#### QUOTED TEXT
********************

Managing LVM Partitions

  1. On server1, create a logical volume with the name ldap that uses 500 8MiB extents.
  2. Format the ldap logical volume with the ext4 filesystem and ensure it mounts persistently on /home/ldap
  3. Increase the size of the rhel/root logical volume by 2GiB and the rhel/swap logical volume by 1GiB
Solution
  1. First, calculate the required partition size and then create a new partition. The partition size will need to be at least (number of extents + 1)*(extent size)
vgcreate vgroup -s 8M /dev/partition
lvcreate -l 250 -n ldap /dev/vgroup
mkfs.ext4 /dev/vgroup/ldap
blkid | awk '/ldap/ {print $2}' >> /etc/fstab
# complete mount spec in /etc/fstab
systemctl daemon-reload
mount -a
  1. First, calculate the required partition size and then create a new partition.
vgextend rhel /dev/partition
lvextend -r -L +2G /dev/rhel/root
lvextend -L +1G /dev/rhel/swap

Creating Users and Groups

On server2:

  1. Ensure that every new user on the system is required to reset their password every 45 days
  2. Ensure members of the group wheel have to reauthenticate after 240 minutes
  3. Ensure all other users with sudo privileges have to reauthenticate after 30 minutes
  4. Ensure members of the group management have the ability to change the password for all users on the system except root
  5. Create a group management with a GID of 2700
  6. Create a group engineering with a GID of 2800
  7. Create a group design with a GID of 2900
  8. Create a user with the following properties:
    • Name: boss
    • Password: “pass”
    • UID: 1700
    • Secondary groups: engineering, design, management
  9. Create a user with the following properties:
    • Name: bob
    • Password: “pass”
    • UID: 1800
    • Secondary groups: engineering
  10. Create a user with the following properties:
    • Name: sally
    • Password: “pass”
    • UID: 1801
    • Secondary groups: engineering
  11. Create a user with the following properties:
    • Name: joe
    • UID: 1900
    • Secondary groups: design
  12. Create a user mystery-app. Ensure this user cannot open an interactive shell and is using UID 567. Set this user’s home directory to /var/lib/mystery-app, but don’t create it.

********************

#### RECORDED DATA
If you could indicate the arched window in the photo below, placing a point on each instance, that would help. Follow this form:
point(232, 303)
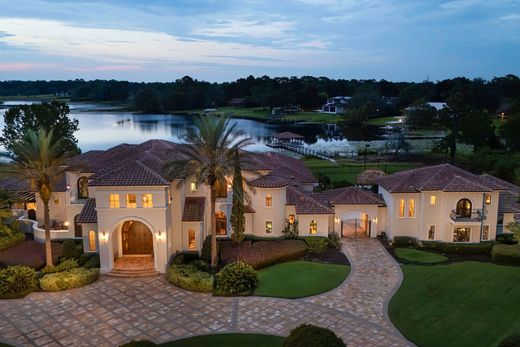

********************

#### BRIEF 1
In the Linux admin exercises, what GID should the group engineering be created with?
#### BRIEF 2
Rewrite the Linux admin exercises from "2. Format the" up to and including "extents + 1)*(extent size)", replacing "filesystem" with "file system".

#### WRITTEN REPLY 1
2800

#### WRITTEN REPLY 2
2. Format the ldap logical volume with the ext4 file system and ensure it mounts persistently on /home/ldap
  3. Increase the size of the rhel/root logical volume by 2GiB and the rhel/swap logical volume by 1GiB
Solution
  1. First, calculate the required partition size and then create a new partition. The partition size will need to be at least (number of extents + 1)*(extent size)